Roaming data

Robert Schlegel

Problem

  • There are a lot of data out there, what is accessible?
  • Are there tools to help us with this?
  • What do we do with the data once we have them?

Solution

  • Many useful resources are easy to get via R
  • We will look at some key packages
  • As well as the steps needed to process the data

Setup

  • As usual, we always start with library(tidyverse)
  • We will however look at many new packages
  • These are organised here into similar groups
library(tidyverse) # All-in-one

Data layers

  • These packages help us to download pre-processed data layers
library(oceanexplorer) # Access World Ocean Atlas (WOA)
# See: # https://cran.r-project.org/web/packages/oceanexplorer/vignettes/oceanexplorer.html

library(sdmpredictors) # Layers used in modelling
# See: https://bio-oracle.org/code.php

Datasets

  • These packages help us to download specific datasets
library(rgbif) # Access anything on GBIF
# See: https://data-blog.gbif.org/post/gbif-api-beginners-guide/

library(pangaear) # Access anything on PANGAEA
# See: https://docs.ropensci.org/pangaear/

Databases

  • These packages help us query entire databases
library(rerddap) # For accessing ERDDAP databases

rOpenSci

The rOpenSci project is a massive international effort to create free open source tools to access, analyse, and visualise a very wide range of scientific data. Thanks to this project there are more and more new packages every month that allow us to more easily access the datasets etc. we may be interested in. Many of the packages we will look at today come from this source. It also contains many more useful packages not shown in these slides. Use the search bar on this page to find what you are looking for.

● DATA EXTRACT:
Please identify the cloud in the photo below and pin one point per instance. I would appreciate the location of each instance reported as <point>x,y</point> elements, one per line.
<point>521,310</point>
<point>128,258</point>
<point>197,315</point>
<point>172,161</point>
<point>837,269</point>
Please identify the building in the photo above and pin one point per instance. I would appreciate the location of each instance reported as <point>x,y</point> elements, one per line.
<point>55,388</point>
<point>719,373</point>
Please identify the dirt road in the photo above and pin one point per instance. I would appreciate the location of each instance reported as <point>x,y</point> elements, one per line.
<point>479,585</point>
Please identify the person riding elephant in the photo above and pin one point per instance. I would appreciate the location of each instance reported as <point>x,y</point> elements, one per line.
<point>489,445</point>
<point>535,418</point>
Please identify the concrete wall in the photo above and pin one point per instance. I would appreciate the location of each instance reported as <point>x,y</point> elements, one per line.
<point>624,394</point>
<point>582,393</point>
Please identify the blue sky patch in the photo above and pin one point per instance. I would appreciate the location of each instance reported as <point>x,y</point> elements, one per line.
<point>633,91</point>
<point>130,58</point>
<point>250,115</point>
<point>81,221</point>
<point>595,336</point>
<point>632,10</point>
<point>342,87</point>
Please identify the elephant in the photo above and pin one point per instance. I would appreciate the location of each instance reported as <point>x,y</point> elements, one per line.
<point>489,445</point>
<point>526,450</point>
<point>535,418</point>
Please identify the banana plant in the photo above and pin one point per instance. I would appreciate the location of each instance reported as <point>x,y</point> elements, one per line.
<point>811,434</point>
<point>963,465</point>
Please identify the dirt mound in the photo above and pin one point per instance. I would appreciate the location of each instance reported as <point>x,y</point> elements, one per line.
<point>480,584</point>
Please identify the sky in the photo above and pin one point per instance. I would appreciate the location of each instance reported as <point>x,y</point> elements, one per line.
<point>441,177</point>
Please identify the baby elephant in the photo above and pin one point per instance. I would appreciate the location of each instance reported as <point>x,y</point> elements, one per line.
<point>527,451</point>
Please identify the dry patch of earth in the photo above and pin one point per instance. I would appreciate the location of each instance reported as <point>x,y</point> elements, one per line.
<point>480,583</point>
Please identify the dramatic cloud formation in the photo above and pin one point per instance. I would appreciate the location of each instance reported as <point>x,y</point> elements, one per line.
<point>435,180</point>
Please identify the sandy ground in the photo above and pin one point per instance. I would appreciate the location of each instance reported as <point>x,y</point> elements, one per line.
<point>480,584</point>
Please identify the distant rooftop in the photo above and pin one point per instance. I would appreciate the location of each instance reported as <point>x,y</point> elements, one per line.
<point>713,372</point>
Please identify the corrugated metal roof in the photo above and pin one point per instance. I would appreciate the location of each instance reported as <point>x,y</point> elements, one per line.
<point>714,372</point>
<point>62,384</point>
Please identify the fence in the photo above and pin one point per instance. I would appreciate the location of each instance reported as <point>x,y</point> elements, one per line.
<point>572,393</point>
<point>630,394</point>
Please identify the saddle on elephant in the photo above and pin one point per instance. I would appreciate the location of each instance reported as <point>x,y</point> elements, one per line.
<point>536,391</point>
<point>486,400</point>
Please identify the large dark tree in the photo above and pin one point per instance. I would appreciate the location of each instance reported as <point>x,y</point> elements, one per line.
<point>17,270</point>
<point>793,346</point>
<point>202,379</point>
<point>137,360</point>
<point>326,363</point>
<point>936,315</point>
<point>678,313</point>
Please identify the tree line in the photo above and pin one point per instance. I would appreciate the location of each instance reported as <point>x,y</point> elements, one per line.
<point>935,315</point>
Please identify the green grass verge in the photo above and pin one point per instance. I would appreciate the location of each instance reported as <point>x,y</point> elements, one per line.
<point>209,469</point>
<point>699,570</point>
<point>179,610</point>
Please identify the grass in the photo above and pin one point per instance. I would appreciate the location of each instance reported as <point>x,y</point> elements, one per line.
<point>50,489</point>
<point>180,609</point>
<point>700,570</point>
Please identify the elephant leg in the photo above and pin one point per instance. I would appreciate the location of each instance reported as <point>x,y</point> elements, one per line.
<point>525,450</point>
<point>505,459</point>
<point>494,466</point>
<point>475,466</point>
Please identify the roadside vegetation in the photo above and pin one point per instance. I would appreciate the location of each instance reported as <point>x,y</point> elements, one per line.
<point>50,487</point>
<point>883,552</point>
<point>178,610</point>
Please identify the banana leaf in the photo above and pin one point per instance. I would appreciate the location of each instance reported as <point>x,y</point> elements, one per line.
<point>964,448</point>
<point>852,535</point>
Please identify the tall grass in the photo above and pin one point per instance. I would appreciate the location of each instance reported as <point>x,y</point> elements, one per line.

● JOBS:
A. Please summarize the slides on accessing data in R in two sentences.
B. Answer these questions about the slides on accessing data in R.
(i) Which package accesses the World Ocean Atlas?
(ii) Which package is for accessing ERDDAP databases?
(iii) What do the slides say to use to find what you are looking for on the rOpenSci page?
C. Extend the slides on accessing data in R, picking up after their final sentence.
The listing has nothing to do with the slides on accessing data in R.

● RESPONSES TO THE EXERCISE:
A. The slides ask what data are accessible, what tools can help, and what to do with the data, and they answer that many useful resources are easy to get via R through some key packages and processing steps. Beginning with tidyverse, they group packages into those that download pre-processed data layers (oceanexplorer, sdmpredictors), specific datasets (rgbif, pangaear), and entire databases (rerddap), and they describe rOpenSci as a massive international effort to create free open source tools for scientific data.

B.
(i) oceanexplorer
(ii) rerddap
(iii) The search bar on that page

C.
WOA

  • The World Ocean Atlas (WOA) contains many pre-processed phyical/chemical ocean layers
  • These take several minutes to download
  • Not easy to use with ggplot2
# The library containing these functions
library(oceanexplorer)

# Get data
winter_temp <- get_NOAA(var = "temperature", spat_res = 1, av_period = "winter")

# Plot
plot_NOAA(WA_temp)

Bio-oracle

  • Faster than WOA and more variables
  • Will time out on a slow connection
  • Downloaded data work well with ggplot2
# The library containing these functions
library(sdmpredictors)

# Explore datasets in the package
list_datasets()

# Explore layers in a dataset
BO_layers <- list_layers(datasets = "Bio-ORACLE")

# Average surface temperature
surface_temp <- load_layers("BO22_tempmean_ss")

GBIF

  • Note that for full functionality you will need a free GBIF account
  • Otherwise this is very easy to use
# The library containing these functions
library(rgbif)

# Download occurrence data
Emax <- occ_search(scientificName = "Ecklonia maxima")

GBIF

  • Create a bar plot of the count of data points by county
Emax$data %>% 
  group_by(county) %>% 
  summarise(count = n(), .groups = "drop") %>% 
  ggplot(aes(x = county, y = count)) +
  geom_bar(aes(fill = county), stat = "identity", show.legend = F)

GBIF

  • Plot the occurrence points on a map
Emax$data %>% 
  ggplot() +
  borders() +
  geom_point(aes(x = as.numeric(Emax$data$decimalLongitude), 
                 y = as.numeric(Emax$data$decimalLatitude),
                 colour = country)) +
  coord_quickmap(xlim = c(-1, 29), ylim = c(-36, 1))

PANGAEA

  • PANGAEA hosts a massive number of useful datasets
  • Either find a dataset you like on the website, or search for it using R
# The library containing these functions
library(pangaear)

# Search for PAR data within Kongsfjorden
  # NB: Bounding box is: minlon, minlat, maxlon, maxlat
search_res <- pg_search(query = "PAR", bbox = c(11, 78, 13, 80), count = 10)
head(search_res)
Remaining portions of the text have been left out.